Testo scelto:
■ ■ ■

Forte Michelangelo, con dettagli inediti, in un dipinto del XVIII secolo

Questo è un dipinto di Gregorio Fidanza, un pittore italiano nato a Collevecchio nel 1754. Formatosi nelle botteghe romane, cominciò ad affermarsi con dipinti ispirati alle marine e scorci di rovine romane ricalcando lo stile di Lorrain e di altri vedutisti. Infatti, per tutta la durata della sua carriera artistica si dedicò alla realizzazione di dipinti che raffigurassero la natura ed i panorami, spesso con ambientazione notturna come nel presente dipinto. Come altri pittori dell'epoca la scena qui ritratta è speculare per il probabile uso della camera ottica per il bozzetto. In questo caso, però, l'opera  è stata deliberatamente invertita dal sottoscritto per trovare la corrispondenza visiva con la realtà. Interessante notare alcuni particolari del Forte, come la copertura conica del torrione e il campanile (di Santa Fermina?) situato posteriormente, che è possibile vedere anche nella famosa incisione di J.T Willmore su disegno di W. Leicht.  Morì a Roma il 10 gennaio del 1823. Fonte dell'immagine da me modificata: Casa d'aste Pandolfini.

■ ■ ■

Obiettivi:
1. Trasforma in un elenco puntato il paragrafo del testo sul Forte Michelangelo che comincia con «Questo è un dipinto di Gregorio Fidanza», senza perdere i fatti principali.
2. Elenca tutte le persone nominate nel testo sul Forte Michelangelo.

Estratto della fonte:
■ ■ ■

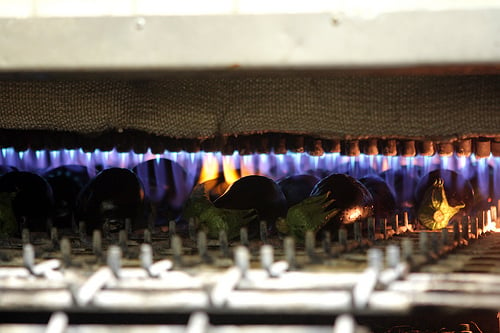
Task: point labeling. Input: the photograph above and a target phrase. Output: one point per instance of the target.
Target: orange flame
(209, 169)
(229, 169)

■ ■ ■

Risposte:
1.
- Il dipinto è di Gregorio Fidanza, pittore italiano nato a Collevecchio nel 1754 e morto a Roma il 10 gennaio 1823.
- Si formò nelle botteghe romane e si affermò con marine e scorci di rovine romane, sullo stile di Lorrain e di altri vedutisti.
- Per tutta la carriera dipinse natura e panorami, spesso in ambientazione notturna, come in quest'opera.
- La scena è speculare, probabilmente per l'uso della camera ottica nel bozzetto; chi scrive l'ha invertita per farla corrispondere alla realtà.
- Tra i dettagli del Forte ci sono la copertura conica del torrione e il campanile retrostante (forse di Santa Fermina). Si vedono anche nell'incisione di J.T Willmore su disegno di W. Leicht.
- Fonte dell'immagine modificata: Casa d'aste Pandolfini.

2.
- Gregorio Fidanza
- Lorrain
- J.T Willmore
- W. Leicht